Thursday, January 14, 2010

...if we just let it be




So much going on in the world...we lost another powerhouse voice. Teddy Pendergrass, of his own and Harold Melvin and the Blue Notes fame, passed away. Radio has been playing old interviews and I think clips (like the one above) that feature his voice in its purest form are the best testament to his gift.

Listening to "Wake Up Everybody" this morning, I couldn't help thinking about those in Haiti. It's always difficult to tell who can help and how we can do something but there are are few links swirling around the web, so I'll post them here:

American Red Cross

Doctors Without Borders

Save the Children - Donate to help the children of Haiti.

Partners in Health - One of the largest nongovernmental health care providers in Haiti.

Yele - Grammy-Award winning musician, humanitarian and Goodwill Ambassador to Haiti Wyclef Jean founded Yéle Haiti in 2005.

Lambi Fund of Haiti - The fund channels financial and other resources to community-based organizations that promote the social and economic empowerment of the Haitian people.

Event: Bowery Poetry Club's Haiti Earthquake Relief Fundraiser
Start Time: Saturday, January 16 at 10:00pm
End Time: Sunday, January 17 at 4:00am
Where: The Bowery Poetry Club
308 Bowery (Between Houston and Bleecker) F train to 2nd Ave, 6 to Bleecker
mail@bowerypoetry.com 212-614-0505


I've recently begun teaching another poetry workshop and part of my task this term will be to try to convince my students that poetry is a necessary entity in all our lives. In times of love, in times of distress, in times of fear, in times of elation, everyone turns to poetry. This morning, I've begun re-reading the poems of my friend Phebus Etienne who passed away a few years ago. She was born in Port-au-Prince and wrote often about heritage, family, home. Her attention to detail is what always strikes me the most. I think--in the wake of the uncontrollable and in these last days--more often than not we are forced to piece together what minuscule details we have of those we've loved and lost:


Preparations for the Afterlife

In the doorway of an attic, a daughter stood between guilt and uncertainty. How could she exit, eliminate rent income to an uncle, multiply distance from few living blood relations?Her mother had not been prone to doubt. She had packed for diaspora in one suitcase and left Port-au-Prince with warning to none.

****************************************

Exercise tasks ▸
a: From the blog post, write out the passage that runs from "Thursday, January 14, 2010" up to and including "to his gift.".
b: According to the blog post, in what city was Phebus Etienne born?
c: Extend the blog post, starting right after its last sentence.
The entries that come next are separate material and not part of the blog post.

Collected data
****************************************

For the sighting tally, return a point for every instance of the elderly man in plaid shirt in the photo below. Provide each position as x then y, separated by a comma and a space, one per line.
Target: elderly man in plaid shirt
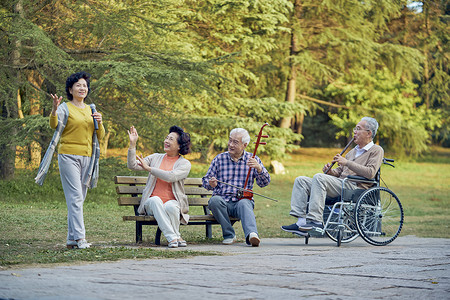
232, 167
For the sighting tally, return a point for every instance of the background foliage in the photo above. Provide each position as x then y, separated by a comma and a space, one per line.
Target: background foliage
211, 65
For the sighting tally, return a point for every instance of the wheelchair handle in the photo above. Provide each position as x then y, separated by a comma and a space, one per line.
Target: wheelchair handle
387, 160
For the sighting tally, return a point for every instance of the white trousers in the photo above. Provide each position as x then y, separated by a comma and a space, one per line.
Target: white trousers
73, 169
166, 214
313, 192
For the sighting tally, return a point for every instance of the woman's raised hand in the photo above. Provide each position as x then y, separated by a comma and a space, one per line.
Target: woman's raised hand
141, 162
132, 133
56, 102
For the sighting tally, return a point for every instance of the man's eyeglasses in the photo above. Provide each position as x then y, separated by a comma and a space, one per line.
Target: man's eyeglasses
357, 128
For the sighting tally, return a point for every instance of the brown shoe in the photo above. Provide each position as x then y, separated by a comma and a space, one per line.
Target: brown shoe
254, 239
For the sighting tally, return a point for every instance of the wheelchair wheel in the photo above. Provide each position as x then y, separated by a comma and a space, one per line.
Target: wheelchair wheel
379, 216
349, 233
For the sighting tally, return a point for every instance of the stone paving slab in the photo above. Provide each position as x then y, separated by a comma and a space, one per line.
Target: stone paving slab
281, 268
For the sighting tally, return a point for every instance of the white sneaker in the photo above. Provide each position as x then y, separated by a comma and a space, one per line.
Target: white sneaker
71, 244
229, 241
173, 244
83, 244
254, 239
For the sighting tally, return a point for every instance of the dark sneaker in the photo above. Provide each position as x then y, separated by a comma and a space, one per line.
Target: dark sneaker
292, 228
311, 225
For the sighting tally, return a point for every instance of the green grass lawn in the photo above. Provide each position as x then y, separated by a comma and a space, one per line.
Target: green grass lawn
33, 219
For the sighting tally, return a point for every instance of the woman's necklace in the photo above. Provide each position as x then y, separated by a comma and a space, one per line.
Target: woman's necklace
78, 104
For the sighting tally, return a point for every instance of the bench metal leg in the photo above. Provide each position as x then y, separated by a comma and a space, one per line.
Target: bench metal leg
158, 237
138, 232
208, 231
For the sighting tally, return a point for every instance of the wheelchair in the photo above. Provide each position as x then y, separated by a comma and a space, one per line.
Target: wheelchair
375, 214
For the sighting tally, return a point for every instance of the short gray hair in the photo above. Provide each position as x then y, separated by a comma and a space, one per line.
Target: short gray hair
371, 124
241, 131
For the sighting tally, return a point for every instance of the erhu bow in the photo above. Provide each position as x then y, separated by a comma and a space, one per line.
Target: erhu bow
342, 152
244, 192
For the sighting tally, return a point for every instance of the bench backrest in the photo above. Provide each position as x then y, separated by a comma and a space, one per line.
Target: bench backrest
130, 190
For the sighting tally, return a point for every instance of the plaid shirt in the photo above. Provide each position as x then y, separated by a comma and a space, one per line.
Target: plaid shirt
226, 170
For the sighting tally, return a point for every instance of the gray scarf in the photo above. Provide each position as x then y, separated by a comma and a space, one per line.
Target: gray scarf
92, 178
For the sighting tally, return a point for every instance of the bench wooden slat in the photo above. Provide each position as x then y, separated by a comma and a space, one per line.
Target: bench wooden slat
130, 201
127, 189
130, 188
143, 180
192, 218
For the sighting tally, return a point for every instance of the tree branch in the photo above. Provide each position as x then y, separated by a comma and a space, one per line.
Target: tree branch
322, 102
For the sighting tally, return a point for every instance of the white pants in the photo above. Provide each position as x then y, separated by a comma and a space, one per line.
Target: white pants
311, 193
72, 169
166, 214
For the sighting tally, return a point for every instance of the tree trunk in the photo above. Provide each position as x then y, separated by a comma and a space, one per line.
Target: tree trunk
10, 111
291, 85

****************************************

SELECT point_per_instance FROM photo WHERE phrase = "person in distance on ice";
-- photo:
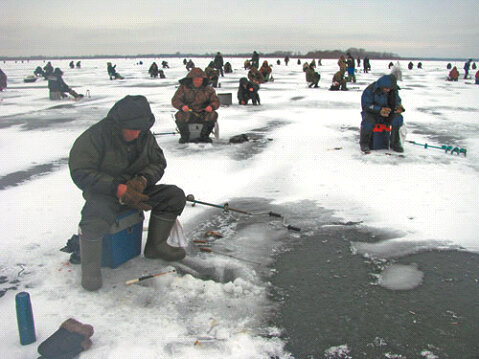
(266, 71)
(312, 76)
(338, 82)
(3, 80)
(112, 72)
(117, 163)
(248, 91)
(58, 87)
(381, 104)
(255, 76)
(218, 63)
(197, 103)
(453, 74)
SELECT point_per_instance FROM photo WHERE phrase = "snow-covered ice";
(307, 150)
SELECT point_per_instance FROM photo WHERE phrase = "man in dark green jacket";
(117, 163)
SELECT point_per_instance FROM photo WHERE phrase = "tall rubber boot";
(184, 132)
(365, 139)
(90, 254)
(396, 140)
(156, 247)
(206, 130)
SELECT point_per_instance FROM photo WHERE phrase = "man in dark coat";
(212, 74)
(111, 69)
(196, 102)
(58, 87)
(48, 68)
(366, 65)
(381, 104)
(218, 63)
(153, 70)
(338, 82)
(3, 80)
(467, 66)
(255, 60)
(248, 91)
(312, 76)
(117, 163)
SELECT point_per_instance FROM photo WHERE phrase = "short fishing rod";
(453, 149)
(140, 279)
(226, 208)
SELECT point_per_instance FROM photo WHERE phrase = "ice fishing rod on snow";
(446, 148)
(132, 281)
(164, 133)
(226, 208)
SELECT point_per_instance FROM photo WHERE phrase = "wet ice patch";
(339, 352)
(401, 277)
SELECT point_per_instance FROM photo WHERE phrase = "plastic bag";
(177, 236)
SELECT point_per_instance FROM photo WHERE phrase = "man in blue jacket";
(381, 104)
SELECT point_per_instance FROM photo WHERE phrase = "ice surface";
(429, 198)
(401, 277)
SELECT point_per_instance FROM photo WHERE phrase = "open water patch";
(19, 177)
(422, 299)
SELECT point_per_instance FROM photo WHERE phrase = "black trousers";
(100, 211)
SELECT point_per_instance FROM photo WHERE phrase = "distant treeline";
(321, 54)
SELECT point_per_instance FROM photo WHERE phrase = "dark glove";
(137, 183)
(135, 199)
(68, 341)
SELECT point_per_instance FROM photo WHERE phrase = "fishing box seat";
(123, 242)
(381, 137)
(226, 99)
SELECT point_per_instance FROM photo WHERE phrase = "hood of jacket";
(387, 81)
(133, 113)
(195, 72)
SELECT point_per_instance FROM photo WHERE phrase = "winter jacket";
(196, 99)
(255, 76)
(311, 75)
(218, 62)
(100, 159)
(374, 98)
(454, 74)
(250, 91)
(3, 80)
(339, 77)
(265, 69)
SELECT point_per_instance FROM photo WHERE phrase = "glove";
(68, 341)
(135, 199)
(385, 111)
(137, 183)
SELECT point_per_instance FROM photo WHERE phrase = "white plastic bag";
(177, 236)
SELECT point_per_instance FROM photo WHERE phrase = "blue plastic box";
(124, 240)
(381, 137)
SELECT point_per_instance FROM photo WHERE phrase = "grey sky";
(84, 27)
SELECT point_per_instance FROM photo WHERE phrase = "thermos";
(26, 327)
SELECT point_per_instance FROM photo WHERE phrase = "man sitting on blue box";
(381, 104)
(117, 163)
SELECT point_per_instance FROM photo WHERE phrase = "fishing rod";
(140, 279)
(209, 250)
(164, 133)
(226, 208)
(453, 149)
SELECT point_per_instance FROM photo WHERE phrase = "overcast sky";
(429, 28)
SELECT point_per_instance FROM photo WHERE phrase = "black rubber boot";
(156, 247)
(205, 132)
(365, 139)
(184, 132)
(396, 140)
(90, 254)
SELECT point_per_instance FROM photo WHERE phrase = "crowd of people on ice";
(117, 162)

****************************************

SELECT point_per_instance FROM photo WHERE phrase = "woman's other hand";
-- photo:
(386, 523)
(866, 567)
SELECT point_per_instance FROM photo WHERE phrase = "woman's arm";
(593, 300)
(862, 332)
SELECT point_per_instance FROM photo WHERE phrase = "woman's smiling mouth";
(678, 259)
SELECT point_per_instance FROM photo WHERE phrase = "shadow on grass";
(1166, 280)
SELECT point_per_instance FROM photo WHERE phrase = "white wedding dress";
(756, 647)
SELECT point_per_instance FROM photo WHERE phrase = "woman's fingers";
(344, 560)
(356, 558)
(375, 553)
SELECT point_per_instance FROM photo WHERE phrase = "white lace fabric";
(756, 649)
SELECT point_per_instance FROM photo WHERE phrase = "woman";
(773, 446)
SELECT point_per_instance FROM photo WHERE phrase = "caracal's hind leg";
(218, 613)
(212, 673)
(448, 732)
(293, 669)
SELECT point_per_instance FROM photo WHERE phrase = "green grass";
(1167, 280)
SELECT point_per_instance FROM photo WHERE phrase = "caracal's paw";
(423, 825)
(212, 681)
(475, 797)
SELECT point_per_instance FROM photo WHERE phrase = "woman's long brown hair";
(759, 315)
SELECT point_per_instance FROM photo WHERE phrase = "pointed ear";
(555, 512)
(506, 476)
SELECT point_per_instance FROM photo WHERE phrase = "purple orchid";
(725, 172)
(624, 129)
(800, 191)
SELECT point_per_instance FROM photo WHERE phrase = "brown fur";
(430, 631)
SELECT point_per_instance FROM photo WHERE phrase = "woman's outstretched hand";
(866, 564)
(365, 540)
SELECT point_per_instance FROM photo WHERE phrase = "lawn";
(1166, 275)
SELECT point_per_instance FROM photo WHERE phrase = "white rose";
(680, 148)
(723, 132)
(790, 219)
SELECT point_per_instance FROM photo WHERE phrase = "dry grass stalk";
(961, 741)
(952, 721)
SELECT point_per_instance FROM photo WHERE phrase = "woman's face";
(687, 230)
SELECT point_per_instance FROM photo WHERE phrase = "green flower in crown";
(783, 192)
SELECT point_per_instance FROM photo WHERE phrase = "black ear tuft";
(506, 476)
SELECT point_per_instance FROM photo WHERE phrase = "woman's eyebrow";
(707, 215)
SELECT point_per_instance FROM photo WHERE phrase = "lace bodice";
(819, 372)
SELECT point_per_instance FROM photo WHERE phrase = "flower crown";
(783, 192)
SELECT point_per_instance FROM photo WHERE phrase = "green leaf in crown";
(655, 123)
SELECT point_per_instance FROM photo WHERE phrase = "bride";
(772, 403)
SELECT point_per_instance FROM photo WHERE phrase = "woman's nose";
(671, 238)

****************************************

Task results ▸
a:
Thursday, January 14, 2010

...if we just let it be




So much going on in the world...we lost another powerhouse voice. Teddy Pendergrass, of his own and Harold Melvin and the Blue Notes fame, passed away. Radio has been playing old interviews and I think clips (like the one above) that feature his voice in its purest form are the best testament to his gift.

b: Port-au-Prince

c:
Sirens drowned creaking eaves, but she heard her mother’s voice giving precise direction. Cotton on Main Street should handle the arrangements. Red petals are for the joyful, unprepared to leave. No reception after the funeral. The bedroom set should go to someone in need. Keep the white sheets I bought for last days in Haiti.

Mandates were delivered with panorama of slights and rivalries. Her mother tallied debts owed, resolving, For any good I did, for being caretaker, no regrets. Her exhausted eyes mirrored the future like a sage reading bones. Mwen pa vlé kité ou pou kont ou. Yo pap aidé ou. The daughter did not accept this prediction of aloneness until divisions solidified, until some became angry when nothing was left in their names, until she embraced legal threats for unpaid medicals, until she listed what was worth selling, until visitor passes to her sick room idled at a front desk while staples burned a horizontal scar on her uterus. You have been present and useful, so love for you will be measured by conditions. Viv tankou moun ki pa gen fenmi.

She played her mother’s last instruction like a favorite ballad. She parceled clothing, unworn shoes to a Miami ministry and hauled mattress and box spring to a friend in Brooklyn. The daughter sealed embroidered linen in plastic as if afraid they would dissipate like clouds. Movers loaded belongings unto a truck and as the October wind rattled oak leaves to the path at her heel, she began saving her own life.

Mwen pa vlé kité ou pou kont ou. Yo pap aidé ou. - I don’t want to leave you alone. They will not help you.

Viv tankou moun ki pa gen fenmi. – Live like someone without a family.